Source excerpt:
Political passions seem displaced

When John Kerry speaks tonight he may promise, again, to cut corporate taxes and increase the size of the military by 40,000 people. Both ideas are sensible — and tactical. They are supposed to blunt Republican charges that he stands on one side of a vast ideological chasm separating the parties. Democrats make similar, and similarly silly, charges about this election as the hinge on which American and world history will turn.

What is strange about politics today is not just that it is so passionate — particularly on the part of Democrats unhinged by their loathing of George W. Bush — but that the passions seem displaced. They are not merely disproportionate to the parties’ policy differences, they seem almost unrelated to those differences.

Goal: Please extend the column on displaced political passions, picking up right after its final sentence. These rows come from a separate source and have no connection to the column.

Data lines
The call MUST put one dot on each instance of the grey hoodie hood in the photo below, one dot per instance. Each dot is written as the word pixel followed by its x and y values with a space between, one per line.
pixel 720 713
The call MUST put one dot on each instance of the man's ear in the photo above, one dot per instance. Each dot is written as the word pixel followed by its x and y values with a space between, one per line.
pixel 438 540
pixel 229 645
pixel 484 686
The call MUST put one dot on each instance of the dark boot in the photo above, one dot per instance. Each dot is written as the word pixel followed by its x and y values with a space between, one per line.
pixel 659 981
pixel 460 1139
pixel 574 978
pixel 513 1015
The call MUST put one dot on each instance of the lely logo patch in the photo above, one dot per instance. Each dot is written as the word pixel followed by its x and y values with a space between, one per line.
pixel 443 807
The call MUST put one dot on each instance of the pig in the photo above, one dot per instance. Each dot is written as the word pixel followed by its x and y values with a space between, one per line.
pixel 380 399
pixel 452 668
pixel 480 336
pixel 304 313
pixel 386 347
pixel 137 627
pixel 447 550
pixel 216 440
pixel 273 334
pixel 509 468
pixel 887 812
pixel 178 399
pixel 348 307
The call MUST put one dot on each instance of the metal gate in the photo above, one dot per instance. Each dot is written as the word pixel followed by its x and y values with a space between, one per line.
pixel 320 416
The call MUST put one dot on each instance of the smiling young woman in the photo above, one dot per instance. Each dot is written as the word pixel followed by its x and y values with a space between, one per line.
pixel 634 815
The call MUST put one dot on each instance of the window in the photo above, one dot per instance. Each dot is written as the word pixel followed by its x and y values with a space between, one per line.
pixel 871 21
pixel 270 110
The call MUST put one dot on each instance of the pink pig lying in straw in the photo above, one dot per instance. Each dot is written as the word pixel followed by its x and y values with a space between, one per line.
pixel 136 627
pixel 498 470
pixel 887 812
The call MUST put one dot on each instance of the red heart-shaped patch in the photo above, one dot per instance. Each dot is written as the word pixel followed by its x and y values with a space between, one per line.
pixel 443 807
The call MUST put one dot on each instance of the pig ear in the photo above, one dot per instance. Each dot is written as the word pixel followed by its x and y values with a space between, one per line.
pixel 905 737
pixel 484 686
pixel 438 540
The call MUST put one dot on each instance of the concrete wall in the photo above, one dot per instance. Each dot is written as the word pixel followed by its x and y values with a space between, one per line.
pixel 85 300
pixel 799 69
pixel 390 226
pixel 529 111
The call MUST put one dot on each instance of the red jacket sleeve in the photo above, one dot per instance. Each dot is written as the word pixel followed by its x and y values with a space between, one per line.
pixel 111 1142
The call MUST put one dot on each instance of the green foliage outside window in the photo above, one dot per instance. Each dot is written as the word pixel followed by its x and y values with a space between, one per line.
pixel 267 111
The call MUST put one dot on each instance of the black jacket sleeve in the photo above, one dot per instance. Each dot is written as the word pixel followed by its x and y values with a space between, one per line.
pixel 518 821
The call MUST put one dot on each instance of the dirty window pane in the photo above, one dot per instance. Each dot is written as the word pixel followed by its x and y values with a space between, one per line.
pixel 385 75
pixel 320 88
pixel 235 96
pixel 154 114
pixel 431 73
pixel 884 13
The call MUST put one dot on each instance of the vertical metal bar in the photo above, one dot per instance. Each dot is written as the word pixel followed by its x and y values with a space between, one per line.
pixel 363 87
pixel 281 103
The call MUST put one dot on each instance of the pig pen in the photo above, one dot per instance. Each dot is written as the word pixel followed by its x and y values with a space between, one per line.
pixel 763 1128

...

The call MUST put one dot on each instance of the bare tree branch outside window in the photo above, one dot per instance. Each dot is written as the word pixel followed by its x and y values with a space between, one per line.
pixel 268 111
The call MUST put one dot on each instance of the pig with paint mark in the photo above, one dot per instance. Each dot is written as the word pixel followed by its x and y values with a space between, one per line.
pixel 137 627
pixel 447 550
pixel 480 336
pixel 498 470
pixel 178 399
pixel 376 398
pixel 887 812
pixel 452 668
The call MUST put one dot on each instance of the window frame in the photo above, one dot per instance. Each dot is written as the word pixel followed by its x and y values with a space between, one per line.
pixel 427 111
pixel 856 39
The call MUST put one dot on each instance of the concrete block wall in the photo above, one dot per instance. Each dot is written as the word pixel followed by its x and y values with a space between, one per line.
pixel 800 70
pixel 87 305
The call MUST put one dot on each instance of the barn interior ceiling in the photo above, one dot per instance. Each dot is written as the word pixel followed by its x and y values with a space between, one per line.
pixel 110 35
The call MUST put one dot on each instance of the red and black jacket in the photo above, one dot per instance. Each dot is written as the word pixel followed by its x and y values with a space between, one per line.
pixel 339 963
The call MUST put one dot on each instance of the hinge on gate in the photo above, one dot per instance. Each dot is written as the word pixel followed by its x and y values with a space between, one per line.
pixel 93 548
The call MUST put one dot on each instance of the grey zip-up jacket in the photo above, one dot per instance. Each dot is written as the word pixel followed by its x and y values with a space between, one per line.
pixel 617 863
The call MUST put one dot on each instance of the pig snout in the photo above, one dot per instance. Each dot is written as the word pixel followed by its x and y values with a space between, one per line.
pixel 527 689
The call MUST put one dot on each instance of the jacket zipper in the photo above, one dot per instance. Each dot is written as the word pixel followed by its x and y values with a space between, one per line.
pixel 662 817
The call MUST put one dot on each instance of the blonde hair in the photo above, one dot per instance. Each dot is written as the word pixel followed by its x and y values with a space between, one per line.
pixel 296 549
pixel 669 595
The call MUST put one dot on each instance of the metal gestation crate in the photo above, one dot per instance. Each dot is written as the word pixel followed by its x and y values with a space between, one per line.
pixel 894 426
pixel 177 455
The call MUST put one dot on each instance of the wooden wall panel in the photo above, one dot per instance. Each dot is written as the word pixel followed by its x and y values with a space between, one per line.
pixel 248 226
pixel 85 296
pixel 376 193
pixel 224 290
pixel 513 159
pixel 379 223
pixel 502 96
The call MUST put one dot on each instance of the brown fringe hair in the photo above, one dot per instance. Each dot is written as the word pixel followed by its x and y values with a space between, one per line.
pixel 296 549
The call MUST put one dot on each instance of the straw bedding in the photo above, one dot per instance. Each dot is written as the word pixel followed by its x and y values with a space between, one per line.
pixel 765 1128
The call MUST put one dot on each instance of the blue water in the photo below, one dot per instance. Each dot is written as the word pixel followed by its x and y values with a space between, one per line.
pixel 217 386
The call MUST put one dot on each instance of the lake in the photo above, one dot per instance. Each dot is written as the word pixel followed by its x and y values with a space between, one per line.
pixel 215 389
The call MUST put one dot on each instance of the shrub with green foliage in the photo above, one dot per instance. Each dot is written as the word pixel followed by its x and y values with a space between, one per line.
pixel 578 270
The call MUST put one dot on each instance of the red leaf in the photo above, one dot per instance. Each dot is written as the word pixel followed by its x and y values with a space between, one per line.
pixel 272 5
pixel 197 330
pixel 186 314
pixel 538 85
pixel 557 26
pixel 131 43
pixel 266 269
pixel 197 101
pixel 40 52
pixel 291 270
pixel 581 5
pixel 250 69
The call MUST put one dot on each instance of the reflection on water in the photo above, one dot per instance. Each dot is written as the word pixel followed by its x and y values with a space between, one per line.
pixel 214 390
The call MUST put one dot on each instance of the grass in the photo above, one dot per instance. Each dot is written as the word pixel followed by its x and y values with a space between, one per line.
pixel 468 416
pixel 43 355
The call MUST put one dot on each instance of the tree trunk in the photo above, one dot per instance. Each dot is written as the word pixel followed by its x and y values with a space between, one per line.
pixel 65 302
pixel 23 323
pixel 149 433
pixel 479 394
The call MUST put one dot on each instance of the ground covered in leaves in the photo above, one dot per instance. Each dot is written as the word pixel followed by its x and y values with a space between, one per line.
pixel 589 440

Task answer:
Would Democrats loathe Bush much less if 9-11 and hence the Iraq War had never happened? The depth of their loathing of him after the Florida unpleasantness but before his inauguration suggests otherwise. And Republicans relishing — the verb fits — their fear of Kerry cannot have missed the fact that, like most political careerists whose compass is caution, he actually represents a remarkably unremarkable response to Bush’s policies.

Like Bush, Kerry says success in Iraq is necessary, and defines success as Bush does — Iraq secure, prosperous and democratic. The drama of a Kerry presidency would not be in his attempts to enlist “the world” in helping to achieve that, but in his reaction to his failure to do so.

Kerry says he would not rule out pre-emptive military action, but Bush probably exhausted his ability to take such action by doing so against a nation that lacked the attribute that could justify it — possession of weapons of mass destruction by a regime likely to use them. Yes, the world is better off because Bush rid Iraq of the regime that filled the mass graves, but he does not argue that human rights horrors justify pre-emptive war.

The first crisis of the next presidential term probably will be Iran’s approaching possession of nuclear weapons. Bush’s policy already is Kerryesque: ask “the world” to help. It is not working.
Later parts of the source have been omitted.